>> BEGIN Extracted material

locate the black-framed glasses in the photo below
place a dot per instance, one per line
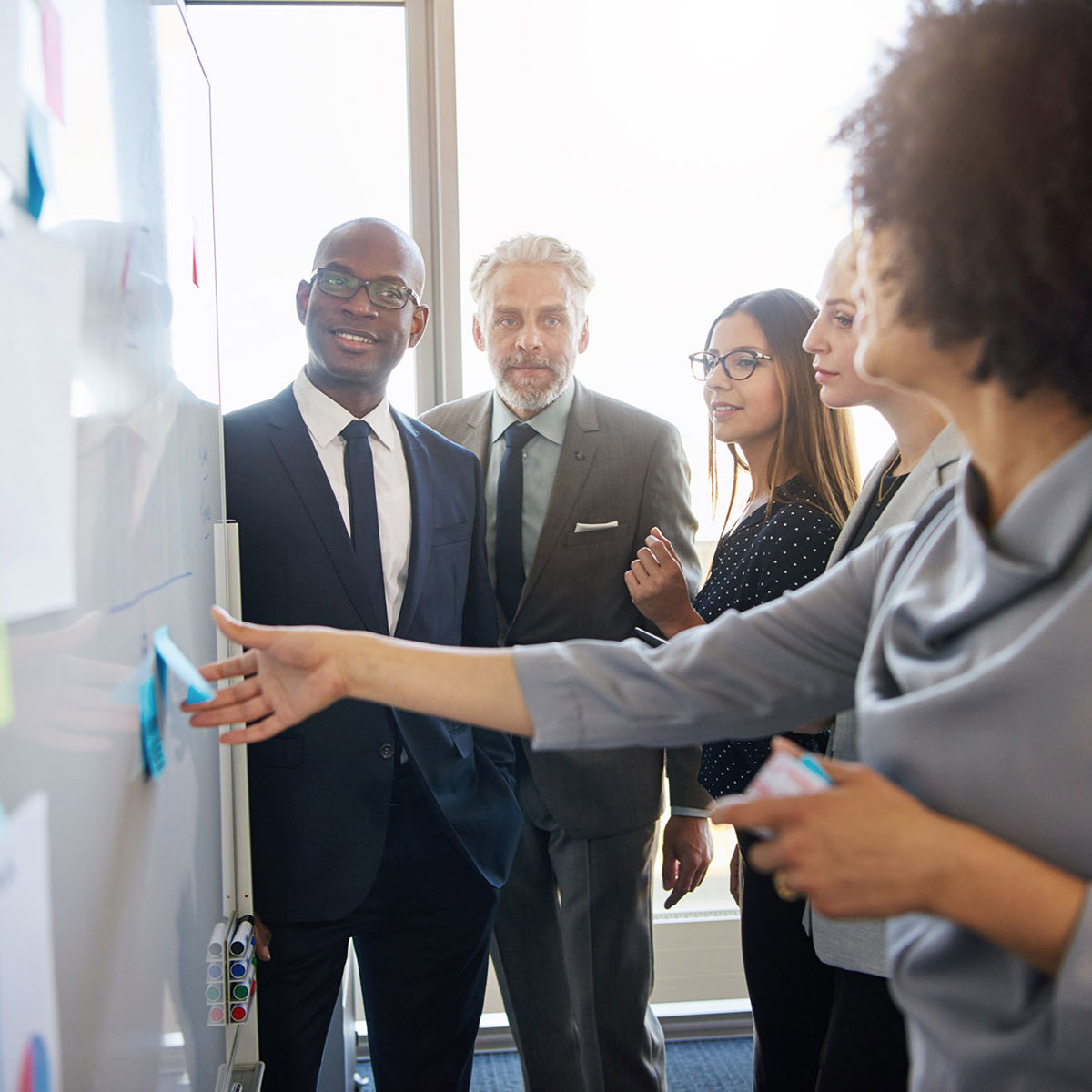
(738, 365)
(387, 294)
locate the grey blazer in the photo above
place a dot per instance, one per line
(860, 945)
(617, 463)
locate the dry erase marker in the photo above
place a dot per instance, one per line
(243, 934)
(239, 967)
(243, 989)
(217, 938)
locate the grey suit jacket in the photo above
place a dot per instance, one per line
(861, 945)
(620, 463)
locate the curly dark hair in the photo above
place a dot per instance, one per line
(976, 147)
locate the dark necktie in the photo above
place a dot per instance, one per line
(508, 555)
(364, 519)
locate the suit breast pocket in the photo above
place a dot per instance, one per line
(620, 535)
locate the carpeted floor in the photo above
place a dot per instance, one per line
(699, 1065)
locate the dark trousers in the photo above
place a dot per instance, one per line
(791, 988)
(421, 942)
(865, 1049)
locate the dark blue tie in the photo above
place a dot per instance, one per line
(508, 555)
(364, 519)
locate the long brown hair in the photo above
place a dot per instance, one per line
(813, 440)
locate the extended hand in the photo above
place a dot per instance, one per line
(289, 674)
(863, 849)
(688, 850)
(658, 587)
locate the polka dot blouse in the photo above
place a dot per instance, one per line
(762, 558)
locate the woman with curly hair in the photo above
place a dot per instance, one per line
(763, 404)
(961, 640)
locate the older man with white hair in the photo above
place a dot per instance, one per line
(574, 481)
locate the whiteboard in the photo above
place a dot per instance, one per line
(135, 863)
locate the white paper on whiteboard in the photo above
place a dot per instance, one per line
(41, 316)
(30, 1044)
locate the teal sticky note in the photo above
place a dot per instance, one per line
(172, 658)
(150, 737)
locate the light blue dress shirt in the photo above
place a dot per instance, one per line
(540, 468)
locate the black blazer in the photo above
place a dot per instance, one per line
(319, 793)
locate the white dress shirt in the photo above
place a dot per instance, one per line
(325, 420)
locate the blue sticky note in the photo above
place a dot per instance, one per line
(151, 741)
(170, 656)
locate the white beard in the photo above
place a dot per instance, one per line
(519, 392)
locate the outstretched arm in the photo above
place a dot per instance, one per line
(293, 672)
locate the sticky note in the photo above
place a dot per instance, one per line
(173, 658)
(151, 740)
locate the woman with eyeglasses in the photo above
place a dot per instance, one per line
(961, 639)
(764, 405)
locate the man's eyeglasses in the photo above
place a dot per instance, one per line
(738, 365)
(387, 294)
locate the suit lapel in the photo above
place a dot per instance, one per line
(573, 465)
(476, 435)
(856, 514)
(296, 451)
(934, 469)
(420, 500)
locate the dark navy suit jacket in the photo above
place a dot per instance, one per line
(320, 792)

>> END Extracted material

» Brief
Rewrite all the rows above, replacing "place a dot per instance" with "mark each instance with a point" and keeping everything else unchanged. Leave the pictures out.

» Solution to this task
locate the black-framed glasses in the photo below
mark each instance with a point, one per line
(738, 365)
(387, 294)
locate the grey blazer in the photo above
mark each instance with a point, one per line
(860, 945)
(617, 463)
locate the dry erase marker in the photo above
mark each instance with a point, one per line
(243, 934)
(239, 967)
(243, 989)
(217, 938)
locate the grey suit jacket in the photo above
mark each instance with a point, one per line
(861, 945)
(620, 463)
locate the curly dark hair in the photo above
mark each instance with a point, one per line
(976, 147)
locate the dark necktie in the photo above
mark each instance with a point, one per line
(508, 555)
(364, 519)
locate the suit breast pocket in the photo above
mark each instance with a point, one per line
(620, 535)
locate the carpeted floor in the photo above
mark each instance with a point, one per line
(699, 1065)
locate the dark trousers in the photo above
mark each instance with a point, one per line
(791, 988)
(421, 942)
(865, 1049)
locate the dark blue tie in the photo above
mark each instance with a point, one per line
(508, 555)
(364, 519)
locate the long brown hair in the photo above
mark each instance with a point, one per line
(813, 440)
locate the extended hand in the photo above
mark each instance with a point, one per line
(289, 674)
(863, 849)
(688, 850)
(658, 587)
locate the polka dot blouse in the photo above
mark each instance with a point, one per line
(762, 558)
locate the woman with curly hair in the photo above
mark each instance with a point, one per line
(763, 404)
(961, 640)
locate the older man with white hair in the photo above
mark each instance with a point, one per line
(574, 481)
locate the whiteboard in the photo above
mark each instance with a point, one per line
(135, 863)
locate the white paper on whiteboard in the photo above
mark each instance with a point, one per line
(41, 316)
(30, 1044)
locate the teal sticky note in the photo above
mark each instance with a point, one per line
(172, 658)
(150, 737)
locate the light blue dress shirt in the photo above
mark each instance with a point, one per line
(540, 468)
locate the black blazer in the photo above
mark each instance with a point, one per line
(319, 793)
locate the white dress shirt in the photo above
mark each instance with a point, one per line
(325, 420)
locate the blue sticky note in the photo above
mark each instance with a point, one per line
(151, 741)
(170, 656)
locate the white beard in the photo above
mark each instance with a point, one per line
(519, 392)
locate the outstretched arm in the photo above
mark each instance with a point, one per line
(293, 672)
locate the sticky note in the photo above
mark each instance with a point, one per line
(173, 658)
(151, 740)
locate the woman with eyeglasses in the photo above
mark each instance with a point, one per line
(961, 639)
(764, 405)
locate the man's eyeglasses in the photo above
mark each instance with a point, one per line
(738, 365)
(387, 294)
locate the suit lapel in the photo above
mark each instance with a point, one per line
(573, 465)
(476, 435)
(856, 514)
(296, 451)
(934, 469)
(420, 500)
locate the dark navy suit jacket in the photo above
mark each instance with a point, one per line
(320, 792)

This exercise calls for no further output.